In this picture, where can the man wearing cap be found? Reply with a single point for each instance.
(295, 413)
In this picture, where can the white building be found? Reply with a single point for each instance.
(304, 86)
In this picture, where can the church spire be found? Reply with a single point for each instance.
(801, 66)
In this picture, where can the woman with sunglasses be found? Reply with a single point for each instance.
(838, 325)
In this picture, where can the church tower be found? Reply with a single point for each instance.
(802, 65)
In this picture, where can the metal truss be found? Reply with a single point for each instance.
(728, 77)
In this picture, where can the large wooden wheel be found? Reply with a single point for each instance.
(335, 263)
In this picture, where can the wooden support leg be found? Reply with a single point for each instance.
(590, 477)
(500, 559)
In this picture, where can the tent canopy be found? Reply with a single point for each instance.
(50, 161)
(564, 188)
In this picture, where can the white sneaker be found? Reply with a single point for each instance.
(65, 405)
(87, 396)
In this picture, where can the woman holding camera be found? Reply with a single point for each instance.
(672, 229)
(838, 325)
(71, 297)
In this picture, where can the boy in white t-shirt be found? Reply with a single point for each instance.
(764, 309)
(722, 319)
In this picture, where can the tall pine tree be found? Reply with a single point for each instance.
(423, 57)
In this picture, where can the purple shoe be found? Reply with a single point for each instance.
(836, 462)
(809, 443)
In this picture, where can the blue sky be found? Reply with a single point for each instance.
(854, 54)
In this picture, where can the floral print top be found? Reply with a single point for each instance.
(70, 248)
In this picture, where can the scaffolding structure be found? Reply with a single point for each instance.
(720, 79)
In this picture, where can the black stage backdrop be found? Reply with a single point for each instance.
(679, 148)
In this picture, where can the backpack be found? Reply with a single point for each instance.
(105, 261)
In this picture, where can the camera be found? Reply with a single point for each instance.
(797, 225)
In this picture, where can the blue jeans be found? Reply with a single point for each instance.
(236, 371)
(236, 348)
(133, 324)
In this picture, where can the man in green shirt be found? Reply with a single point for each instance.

- EXERCISE TASK
Copy all of the records above word for word, keeping every line in its original order.

- COMPLETED TASK
In this picture, where can the man wearing cap be found? Reply with a single point for each instance.
(295, 413)
In this picture, where can the white building be found? Reply with a single point for each instance.
(304, 86)
In this picture, where can the church spire be found? Reply with a single point for each instance.
(801, 66)
In this picture, where can the woman with sunglasses be found? Reply with a single point for each instance.
(838, 325)
In this picture, where can the church tower be found? Reply with a single point for each instance.
(802, 65)
In this picture, where can the metal truss be found? Reply with a single point for each instance.
(728, 77)
In this picture, where can the large wooden wheel be found? Reply with a single point for each instance.
(335, 263)
In this picture, where can the wooden support leg be found? Reply with a single point for each instance.
(590, 477)
(500, 559)
In this picture, where can the tent canopy be found? Reply with a single point for each instance.
(50, 161)
(564, 188)
In this picture, where can the white sneaker be found? Reply with a single point for each instance.
(65, 405)
(87, 396)
In this picture, where can the woman holding camera be found? Reply with a single point for each instance.
(672, 229)
(838, 325)
(71, 297)
In this picture, where can the boy in white t-shirt be found? Reply with a single point for each instance.
(764, 309)
(722, 319)
In this picture, where can the tall pine tree be found? Reply with a single point for each instance.
(423, 57)
In this picture, where can the purple shoe be found? Reply with a single point for each instance.
(836, 462)
(809, 443)
In this picture, where can the blue sky be found? Reply with a single point for each instance.
(854, 54)
In this picture, where can the floral print top be found? Reply with a single point for each instance.
(70, 248)
In this picture, where can the scaffolding structure be found? Reply with a single point for each instance.
(720, 79)
In this picture, where can the black stage backdrop be found? Reply with a single point for each instance.
(679, 148)
In this picture, where can the backpack be found? Reply with a single point for each instance.
(105, 261)
In this picture, where can the camera be found? Reply with a single point for each instance.
(797, 225)
In this picture, where can the blue jeans be found? Reply with a single point for each instance.
(236, 371)
(236, 348)
(133, 324)
In this picture, where can the man in green shirt be found? Reply with a single point for each instance.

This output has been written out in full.